Task list.
1. Answer these questions about the mailing list message:
(a) Who sent it?
(b) What does the function smgrcachednblocks() return?
(c) According to the final paragraph, what property is needed instead of whether the value is cached?
2. In the mailing list message, repeat the passage starting at "From Kyotaro Horiguchi" and ending at "understanding above correct?".
3. According to the mailing list message, what makes DropRelFileNodeBuffers() avoid the optimization?

Text to read.
--- start ---

Re: [Patch] Optimize dropping of relation buffers using dlist - Mailing list pgsql-hackers

From Kyotaro Horiguchi
Subject Re: [Patch] Optimize dropping of relation buffers using dlist
Date
Msg-id 20200929.103439.403667376111258587.horikyota.ntt@gmail.com
Whole thread Raw
In response to RE: [Patch] Optimize dropping of relation buffers using dlist  ("k.jamison@fujitsu.com" <k.jamison@fujitsu.com>)
Responses RE: [Patch] Optimize dropping of relation buffers using dlist  ("k.jamison@fujitsu.com" <k.jamison@fujitsu.com>)
List pgsql-hackers
At Mon, 28 Sep 2020 08:57:36 +0000, "k.jamison@fujitsu.com" <k.jamison@fujitsu.com> wrote in 
> On Monday, September 28, 2020 5:08 PM, Tsunakawa-san wrote:
> 
> >     From: Jamison, Kirk/ジャミソン カーク <k.jamison@fujitsu.com>
> > > Is my understanding above correct?
> > 
> > No.  I simply meant DropRelFileNodeBuffers() calls the following function,
> > and avoids the optimization if it returns InvalidBlockNumber.
> > 
> > 
> > BlockNumber
> > smgrcachednblocks(SMgrRelation reln, ForkNumber forknum) {
> >     return reln->smgr_cached_nblocks[forknum];
> > }
> 
> Thank you for clarifying. 

FWIW, I (and maybe Amit) am thinking that the property we need here is
not it is cached or not but the accuracy of the returned file length,
and that the "cached" property should be hidden behind the API.

--- end ---

Position annotation records:
--- start ---

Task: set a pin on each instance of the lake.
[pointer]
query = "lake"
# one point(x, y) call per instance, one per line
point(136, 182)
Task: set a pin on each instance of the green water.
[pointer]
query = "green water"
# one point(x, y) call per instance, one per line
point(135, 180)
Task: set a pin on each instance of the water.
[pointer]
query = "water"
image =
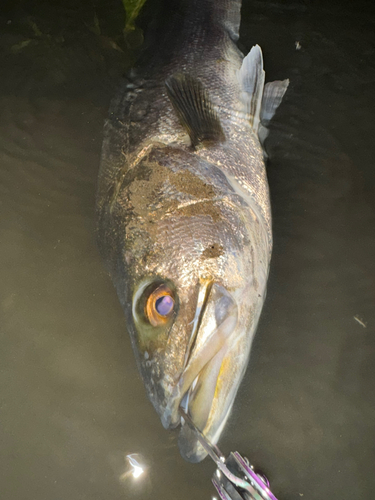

--- end ---

Outputs for the tasks.
1.
(a) Kyotaro Horiguchi
(b) reln->smgr_cached_nblocks[forknum]
(c) The accuracy of the returned file length

2.
From Kyotaro Horiguchi
Subject Re: [Patch] Optimize dropping of relation buffers using dlist
Date
Msg-id 20200929.103439.403667376111258587.horikyota.ntt@gmail.com
Whole thread Raw
In response to RE: [Patch] Optimize dropping of relation buffers using dlist  ("k.jamison@fujitsu.com" <k.jamison@fujitsu.com>)
Responses RE: [Patch] Optimize dropping of relation buffers using dlist  ("k.jamison@fujitsu.com" <k.jamison@fujitsu.com>)
List pgsql-hackers
At Mon, 28 Sep 2020 08:57:36 +0000, "k.jamison@fujitsu.com" <k.jamison@fujitsu.com> wrote in 
> On Monday, September 28, 2020 5:08 PM, Tsunakawa-san wrote:
> 
> >     From: Jamison, Kirk/ジャミソン カーク <k.jamison@fujitsu.com>
> > > Is my understanding above correct?

3. DropRelFileNodeBuffers() calls smgrcachednblocks(). It avoids the optimization when that function returns InvalidBlockNumber.